Copy out every line of the records below word for word, leaving the pictures out.

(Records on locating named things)
§ §

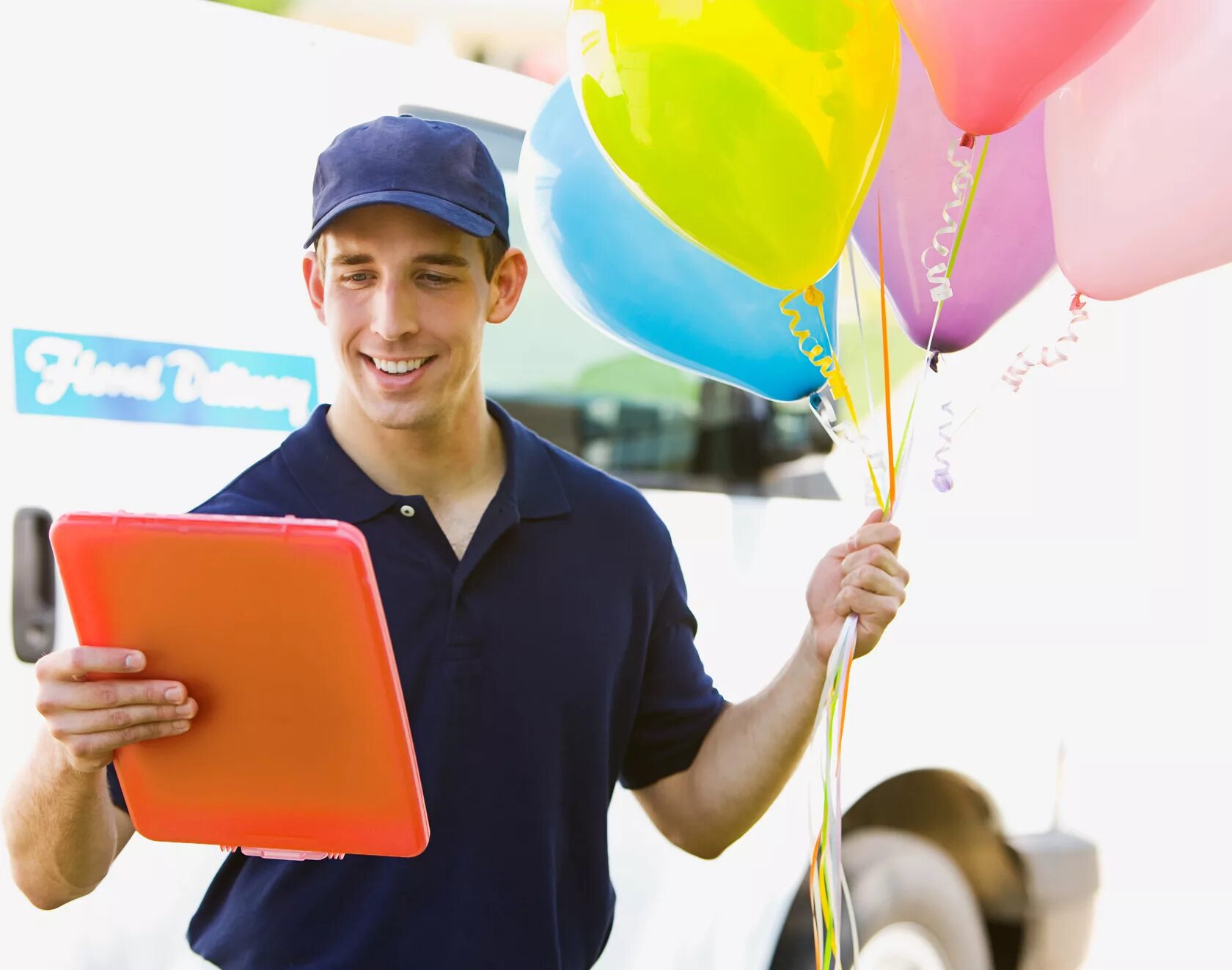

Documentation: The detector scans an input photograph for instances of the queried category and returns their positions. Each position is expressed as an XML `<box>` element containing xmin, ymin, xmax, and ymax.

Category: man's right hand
<box><xmin>34</xmin><ymin>646</ymin><xmax>197</xmax><ymax>772</ymax></box>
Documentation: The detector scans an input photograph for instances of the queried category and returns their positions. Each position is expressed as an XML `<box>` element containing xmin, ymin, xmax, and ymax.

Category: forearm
<box><xmin>4</xmin><ymin>730</ymin><xmax>117</xmax><ymax>910</ymax></box>
<box><xmin>680</xmin><ymin>620</ymin><xmax>826</xmax><ymax>857</ymax></box>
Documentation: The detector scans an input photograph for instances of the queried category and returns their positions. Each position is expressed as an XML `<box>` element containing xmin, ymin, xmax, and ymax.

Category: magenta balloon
<box><xmin>851</xmin><ymin>37</ymin><xmax>1056</xmax><ymax>352</ymax></box>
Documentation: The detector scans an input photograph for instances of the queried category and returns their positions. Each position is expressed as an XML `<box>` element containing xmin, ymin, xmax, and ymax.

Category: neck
<box><xmin>326</xmin><ymin>392</ymin><xmax>505</xmax><ymax>502</ymax></box>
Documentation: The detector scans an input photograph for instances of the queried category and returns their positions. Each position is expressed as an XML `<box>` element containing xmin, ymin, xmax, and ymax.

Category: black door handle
<box><xmin>12</xmin><ymin>508</ymin><xmax>56</xmax><ymax>664</ymax></box>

§ §

* [Worked solution]
Documentation: The detector scans an input photograph for instances of the queried category and returns their positions. Each position is expressed as an XML `<box>` element containing xmin, ymin, xmax, and ymax.

Category: man's right hand
<box><xmin>34</xmin><ymin>646</ymin><xmax>197</xmax><ymax>772</ymax></box>
Documentation: The detector scans an input photograph for instances of the queried category and returns their positions. Each position is expressed as an XML `<box>` element containing xmin, ymin, xmax, and ymax.

Category: forearm
<box><xmin>4</xmin><ymin>730</ymin><xmax>117</xmax><ymax>910</ymax></box>
<box><xmin>680</xmin><ymin>620</ymin><xmax>826</xmax><ymax>857</ymax></box>
Documentation: The detector scans an input photograph for instances of the queried category and returns their positions. Each position is expressed as an XML `<box>` element containing xmin, ymin, xmax, and ymax.

Category: magenta balloon
<box><xmin>851</xmin><ymin>37</ymin><xmax>1056</xmax><ymax>352</ymax></box>
Documentation: The detector scans an input photograph for instances of the queried category and returns their positions. Each position is expressed as an XML `<box>` element containing xmin, ymin, xmax, and ymax.

Category: neck
<box><xmin>326</xmin><ymin>392</ymin><xmax>505</xmax><ymax>502</ymax></box>
Documentation: The detector scans an input photograph for instances of the queried category and returns their positions. Each position is expressed as an XML `<box>` element containing xmin, ymin, xmax, and ymax.

Category: black door handle
<box><xmin>12</xmin><ymin>508</ymin><xmax>56</xmax><ymax>664</ymax></box>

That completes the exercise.